◆ Supplied text ◆
Liposomal Fisetin Suppresses Inflammatory SASP Without Killing Senescent Cells

Cellular senescence is a double-edged biological process: while it prevents damaged cells from proliferating, persistent senescent cells secrete pro-inflammatory and pro-tumorigenic factors collectively called the SASP. This secretory profile can accelerate cancer progression, promote metastasis, and complicate recovery after chemotherapy. Senotherapy — targeting senescent cells pharmacologically — is therefore a compelling strategy in oncology and longevity medicine. Fisetin, a polyphenol flavonoid, is widely cited as a senolytic candidate, but its cell-type specificity and poor bioavailability have raised questions about its real-world utility.

This study systematically evaluated fisetin delivered via liposomes against two DOX-induced senescent lung cell models: WI-38 normal fibroblasts and A549 adenocarcinoma cells. Senescence was rigorously confirmed using SA-β-galactosidase staining, EdU proliferation assays, confocal morphology analysis (including SAHF in WI-38 nuclei), flow cytometry for cell size, and ELISA measurement of IL-6 and IL-8. Liposomes were formulated from DOPC, DSPE, and cholesterol via thin-layer hydration, yielding particles of approximately 95–116 nm with a polydispersity index below 0.2 and acceptable zeta potential stability over 30 days. Encapsulation efficiency for fisetin was 13.68%, and Nile red-labeled liposomes confirmed cellular internalization in both cell types, with senescent WI-38 cells showing higher uptake than A549 cells at 4 hours.

The key finding is that fisetin-loaded liposomes did not reduce senescent cell viability or restore proliferation — ruling out senolytic activity in these models — but did produce a significant and dose-relevant reduction in IL-6 and IL-8 secretion. This senomorphic effect was more pronounced with the liposomal formulation than with free fisetin, with the encapsulated version achieving comparable cytokine suppression even at the lowest concentration tested. This suggests that encapsulation overcomes fisetin's hydrophobicity limitations and improves intracellular bioavailability.

◆ Tasks ◆
- a) What encapsulation efficiency for fisetin does the liposomal fisetin summary report?
- b) In the liposomal fisetin summary, list every method used to confirm senescence.
- c) Write the next part of the summary on liposomal fisetin and the SASP, following on from its final sentence.

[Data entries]
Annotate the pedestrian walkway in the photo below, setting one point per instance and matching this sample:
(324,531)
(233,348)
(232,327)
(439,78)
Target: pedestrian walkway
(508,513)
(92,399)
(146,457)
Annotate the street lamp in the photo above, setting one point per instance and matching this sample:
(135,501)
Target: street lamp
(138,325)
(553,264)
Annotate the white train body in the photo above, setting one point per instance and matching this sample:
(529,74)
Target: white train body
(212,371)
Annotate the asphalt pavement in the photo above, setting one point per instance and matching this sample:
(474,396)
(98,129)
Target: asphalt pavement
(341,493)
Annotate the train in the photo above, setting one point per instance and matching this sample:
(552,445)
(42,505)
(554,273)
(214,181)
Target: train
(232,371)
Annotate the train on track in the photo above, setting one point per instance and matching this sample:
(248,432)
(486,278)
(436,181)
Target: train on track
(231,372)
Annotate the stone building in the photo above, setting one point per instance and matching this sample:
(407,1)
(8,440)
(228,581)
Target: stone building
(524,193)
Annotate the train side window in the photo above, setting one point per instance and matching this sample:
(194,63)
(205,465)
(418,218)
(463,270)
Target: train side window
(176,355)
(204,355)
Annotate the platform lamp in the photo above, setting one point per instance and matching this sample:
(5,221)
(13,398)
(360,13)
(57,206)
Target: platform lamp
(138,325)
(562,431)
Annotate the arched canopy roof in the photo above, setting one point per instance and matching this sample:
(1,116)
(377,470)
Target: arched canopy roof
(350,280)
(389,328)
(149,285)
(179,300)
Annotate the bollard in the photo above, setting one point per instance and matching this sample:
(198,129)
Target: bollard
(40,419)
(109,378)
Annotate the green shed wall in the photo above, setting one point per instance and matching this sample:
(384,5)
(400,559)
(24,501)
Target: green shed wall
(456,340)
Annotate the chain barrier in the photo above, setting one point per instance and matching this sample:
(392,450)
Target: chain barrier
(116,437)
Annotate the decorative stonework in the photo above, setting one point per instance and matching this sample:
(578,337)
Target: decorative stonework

◆ Responses for each task ◆
- a) 13.68%

- b) SA-β-galactosidase staining; EdU proliferation assays; confocal morphology analysis (including SAHF in WI-38 nuclei); flow cytometry for cell size; ELISA measurement of IL-6 and IL-8

- c)
The dual-cell-line design is particularly informative: senescence induction required markedly different DOX concentrations (1 μM for WI-38; 0.2 μM for A549), and the senescence phenotypes differed morphologically — A549 cells enlarged substantially while WI-38 cells formed SAHF. Despite these differences, both cell types responded to the senomorphic action of liposomal fisetin, suggesting a degree of generalizability across lung cell contexts.

Importantly, these results challenge the prevailing classification of fisetin as primarily senolytic and highlight the value of context-specific testing. The senomorphic mechanism — likely through NF-κB and mTOR pathway modulation — may be sufficient to reduce the tumor-promoting microenvironment created by SASP without requiring cell elimination. Liposomal delivery represents a practical route to enhance fisetin's therapeutic window, though encapsulation efficiency (13.68%) warrants optimization before clinical translation.